Aim ▸
Reproduce verbatim the stretch from "He will have" through "of the Conservatives." in the commentary below on Gordon Brown's premiership.

Quoted text ▸
----

Has any party leader of recent times lost the public trust and gone on to win the subsequent general election? I would make two nominations: Harold Wilson in February 1974 and Tony Blair in May 2005. The Wilson victory is, admittedly, a bit of a cheat on my part. He had been out of office for something under four years and the voters made the best of what was on offer. But then, much the same was true of Mr Blair. It may even have been true, if less obviously so, before the invasion of Iraq in 2003.
If Mr Brown is seeking consolation for his own troubles, he has a long way to look. There is no reason to differ from the conventional analysis. The lineaments of death are already in place. It is largely a matter of time.
Sir John Major's administration had almost five years of more or less unhappy life, from our exit from the European Monetary System to the next election. Mr Brown's allotted span is two years nine months from the election that never was, or just under three years from his laurel-clad entry into No 10. How long ago it now sounds! And how far is there still to travel!
He will have outlasted Henry Campbell-Bannerman, Anthony Eden, Alec Home and Andrew Bonar Law, the first of whom deserves to outrank most of those who have occupied Downing Street for longer. I doubt, however, whether the Prime Minister who inaugurated the Liberal governments of the early years of the last century will be viewed in the same light as Mr Brown.
Campbell-Bannerman was educated at Glasgow High School. Mr Brown at Kirkcaldy High School; after that the resemblances more or less dry up. Certainly more books have been written on Mr Brown – a whole shelf-ful of them – than there ever have been on the penultimate Liberal Prime Minister. He was succeeded by H H Asquith. In turn, Asquith was succeeded by David Lloyd George as head of a coalition government. Lloyd George was never Prime Minister of a specifically Liberal government but was, rather, the prisoner of the Conservatives.

----

Given information ▸
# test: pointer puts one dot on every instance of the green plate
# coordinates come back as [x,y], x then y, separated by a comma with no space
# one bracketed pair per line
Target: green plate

----

Response below ▸
He will have outlasted Henry Campbell-Bannerman, Anthony Eden, Alec Home and Andrew Bonar Law, the first of whom deserves to outrank most of those who have occupied Downing Street for longer. I doubt, however, whether the Prime Minister who inaugurated the Liberal governments of the early years of the last century will be viewed in the same light as Mr Brown.
Campbell-Bannerman was educated at Glasgow High School. Mr Brown at Kirkcaldy High School; after that the resemblances more or less dry up. Certainly more books have been written on Mr Brown – a whole shelf-ful of them – than there ever have been on the penultimate Liberal Prime Minister. He was succeeded by H H Asquith. In turn, Asquith was succeeded by David Lloyd George as head of a coalition government. Lloyd George was never Prime Minister of a specifically Liberal government but was, rather, the prisoner of the Conservatives.